## TEXT PROVIDED
§ §
Head of United Nations Economic and Social Commission for Asia and the Pacific
- In office 1988–2000

Vice-Chancellor, University of the South Pacific
- In office 2001–2005

Pro-Chancellor, University of the South Pacific
- In office 1997–1999

Governor, Reserve Bank of Fiji
- In office 1984–1988

Alternate Director, International Monetary Fund
- In office 1978–1980

Director of Economic Planning, Fiji
- In office 1970–1972

Personal details
- Born: November 4, 1940 Buca Bay, Cakaudrove Province
- Died: October 3, 2003 (aged 62) Christchurch, New Zealand
- Spouse: Suliana Kaloumaira ​(m. 1966)​
- Children: Simione Ramacake; Ropate Rakula; Atunaisa Taleasiga; Asenaca Tania Tuivanuavou;

= Savenaca Siwatibau =

Fijian academic leader and civil service administrator

Savenaca Siwatibau (1940 – 3 October 2003) was a Fijian academic leader and civil service administrator.

The son of Isaac Driver and Adi Asenaca Mairara, Siwatibau was born on 4 November 1940 in Tukavesi Village in Buca Bay, Cakaudrove Province, but grew up in Buca, the village of his mother, who was of chiefly rank. He was educated at Queen Victoria School and Suva Grammar School, graduating as the Dux in 1958. In 1963, he graduated from New Zealand's the University of Auckland with a Master's degree in Science, with a major in mathematics and physics. While at Auckland University, he had met his future wife, Suliana Kaloumaira, a native of Moturiki Island. They were married in 1966. They had three sons (Simione Ramacake, Ropate Rakula, and Atunaisa Taleasiga), and one daughter (Asenaca Tania Tuivanuavou). Two sons became IT engineers and one a lawyer. His daughter became a banker.

After working as a meteorologist in Nadi, Siwatibau was posted to the Meteorology Office in Wellington, New Zealand, where he decided to study economics at Victoria University. His study was interrupted by a transfer to the Economic Planning office in Suva, but he was able to continue his studies at Sussex University in the United Kingdom, graduating in 1968 with a Master of Arts degree in economics. When Fiji gained its independence from the United Kingdom in 1970, Siwatibau was appointed the first native-born Director of Economic Planning.

In 1972, he became Permanent Secretary of Finance, and also joined the University of the South Pacific as a government representative on the institution's ruling body, the University Council. From 1978 to 1980, he served as an Alternate Director of the International Monetary Fund in Washington, D.C., and on his return to Fiji, he was appointed Local General Manager of the Central Monetary Authority in 1981. In 1984 he became the first Governor of the Reserve Bank of Fiji. In 1988, he left Fiji for six months to pursue a fellowship at the Australian National University, and on his return, he was appointed Head of EPOC (the United Nations Economic and Social Commission for Asia and the Pacific (ESCAP) Pacific Operations Centre in Vanuatu), a position he held until 2000.
§ §
## DATASET CONTENT
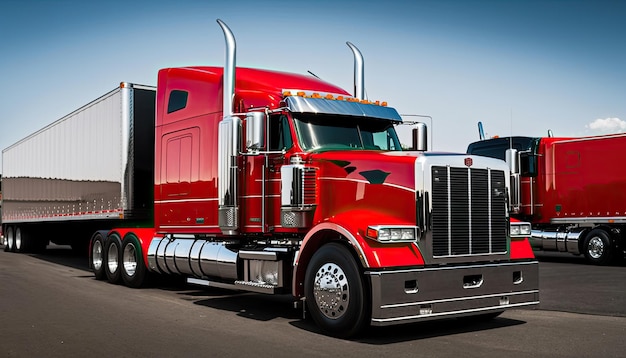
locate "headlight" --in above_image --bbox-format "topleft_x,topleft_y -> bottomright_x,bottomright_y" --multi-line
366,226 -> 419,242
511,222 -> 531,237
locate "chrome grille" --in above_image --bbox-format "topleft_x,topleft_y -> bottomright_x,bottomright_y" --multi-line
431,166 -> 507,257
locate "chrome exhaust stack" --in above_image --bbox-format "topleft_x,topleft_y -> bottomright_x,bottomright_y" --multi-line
§ §
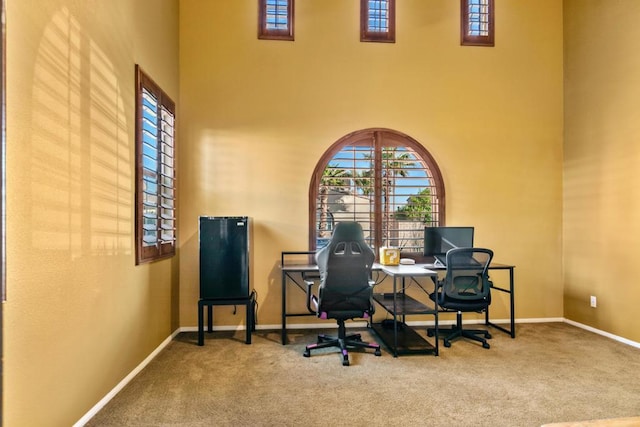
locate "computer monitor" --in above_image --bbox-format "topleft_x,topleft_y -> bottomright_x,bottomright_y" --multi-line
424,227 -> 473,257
§ §
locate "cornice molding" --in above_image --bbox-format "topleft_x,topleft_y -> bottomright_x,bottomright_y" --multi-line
§ §
## WORK TASK
Can you copy the stretch from "After working as" through "of Economic Planning." in the text on Savenaca Siwatibau word for word?

## YOUR SOLUTION
After working as a meteorologist in Nadi, Siwatibau was posted to the Meteorology Office in Wellington, New Zealand, where he decided to study economics at Victoria University. His study was interrupted by a transfer to the Economic Planning office in Suva, but he was able to continue his studies at Sussex University in the United Kingdom, graduating in 1968 with a Master of Arts degree in economics. When Fiji gained its independence from the United Kingdom in 1970, Siwatibau was appointed the first native-born Director of Economic Planning.